__WRITTEN INSTRUCTION__: Lay out every line of the records below as a JSON list of strings, one string per line, with blank lines dropped and the pictures left out.

__SUPPLIED DATA__:

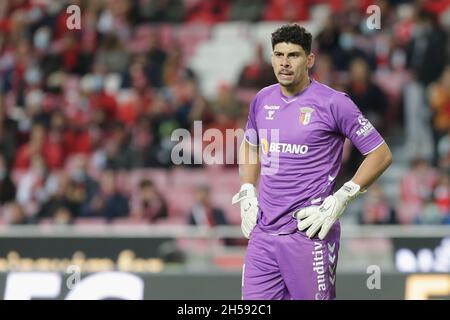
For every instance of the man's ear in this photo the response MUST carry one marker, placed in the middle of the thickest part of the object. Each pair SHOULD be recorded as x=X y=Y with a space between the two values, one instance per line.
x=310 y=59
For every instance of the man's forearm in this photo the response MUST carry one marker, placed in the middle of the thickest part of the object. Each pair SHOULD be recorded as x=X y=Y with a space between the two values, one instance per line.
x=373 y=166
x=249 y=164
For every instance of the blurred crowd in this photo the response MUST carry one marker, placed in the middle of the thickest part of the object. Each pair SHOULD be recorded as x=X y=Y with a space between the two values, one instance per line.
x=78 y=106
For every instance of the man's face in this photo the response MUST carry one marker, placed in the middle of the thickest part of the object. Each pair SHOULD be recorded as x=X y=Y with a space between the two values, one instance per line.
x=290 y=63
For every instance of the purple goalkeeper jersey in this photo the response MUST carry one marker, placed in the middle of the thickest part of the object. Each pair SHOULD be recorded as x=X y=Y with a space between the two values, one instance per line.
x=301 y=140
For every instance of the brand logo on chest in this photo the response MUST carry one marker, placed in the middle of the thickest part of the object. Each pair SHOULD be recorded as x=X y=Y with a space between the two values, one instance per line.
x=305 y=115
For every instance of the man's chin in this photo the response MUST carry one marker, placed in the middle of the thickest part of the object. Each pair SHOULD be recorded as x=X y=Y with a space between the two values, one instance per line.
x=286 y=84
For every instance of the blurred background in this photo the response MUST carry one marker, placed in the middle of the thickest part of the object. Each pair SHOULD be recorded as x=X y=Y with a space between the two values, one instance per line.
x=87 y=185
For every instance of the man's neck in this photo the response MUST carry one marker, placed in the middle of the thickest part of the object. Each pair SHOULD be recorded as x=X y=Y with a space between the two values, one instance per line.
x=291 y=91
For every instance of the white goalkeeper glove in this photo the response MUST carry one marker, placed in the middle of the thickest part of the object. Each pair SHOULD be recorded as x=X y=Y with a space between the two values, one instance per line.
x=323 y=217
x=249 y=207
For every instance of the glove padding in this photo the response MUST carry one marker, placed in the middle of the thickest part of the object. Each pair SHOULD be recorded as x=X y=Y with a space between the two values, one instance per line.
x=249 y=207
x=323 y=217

__WORKED SOLUTION__:
[
  "For every instance of the man's ear in this photo the response MUST carry one marker, placed in the middle of the thickest part of the object. Each pair SHOULD be recorded as x=X y=Y with a space between the two values, one instance per line.",
  "x=310 y=59",
  "For every instance of the man's forearm in this photo the response MUST carry one marker, placed in the middle of the thickest part of the object. Each pair SHOULD be recorded as x=X y=Y with a space between the two values, one instance per line.",
  "x=373 y=166",
  "x=249 y=164",
  "For every instance of the blurred crowd in this photo the response MUST carry one marker, placed in the middle of the thickest part of the object. Each pair SHOULD be recorded as x=X y=Y with a space between the two values, one instance per line.",
  "x=78 y=106",
  "For every instance of the man's face in this photo the response MUST carry one marker, placed in the middle of the thickest part of the object. Each pair SHOULD be recorded as x=X y=Y with a space between the two values, one instance per line.",
  "x=290 y=63",
  "For every instance of the purple goalkeeper jersey in this photo the response MUST carry one marker, placed in the middle of the thickest part of the object. Each pair SHOULD be recorded as x=X y=Y with a space between the two values, one instance per line.",
  "x=301 y=140",
  "For every instance of the brand logo on chest in this photo the response MUST carry one marker, placed in the middle of the thickest part of the object. Each pair SHOULD be recorded as x=X y=Y with a space between the two values, one instance per line.",
  "x=305 y=115",
  "For every instance of the man's chin in this photo the response MUST carry one marker, placed in the middle of the thickest part of the object. Each pair SHOULD be recorded as x=X y=Y with a space between the two values, one instance per line.",
  "x=286 y=84",
  "For every instance of the blurred background in this photo the response MUST carry one marker, placed in the middle of the thickest part of the object. Each pair SHOULD be recorded as x=X y=Y with a space between the two values, one instance per line.",
  "x=87 y=185",
  "For every instance of the man's neck in this photo the response MUST carry one marker, placed in the middle of the thickest part of the object. Each pair SHOULD be recorded as x=X y=Y with a space between the two values, one instance per line.",
  "x=291 y=91",
  "For every instance of the white goalkeeper glove in this photo the response MUST carry one marker, placed in the middle of the thickest part of the object. Each pair SHOULD be recorded as x=X y=Y with a space between the two values, one instance per line.",
  "x=323 y=217",
  "x=249 y=207",
  "For every instance of the glove padding in this photo the response MUST carry one marker, placed in the middle of the thickest part of the object. Each pair SHOULD be recorded as x=X y=Y with a space between the two values, one instance per line.",
  "x=249 y=207",
  "x=323 y=217"
]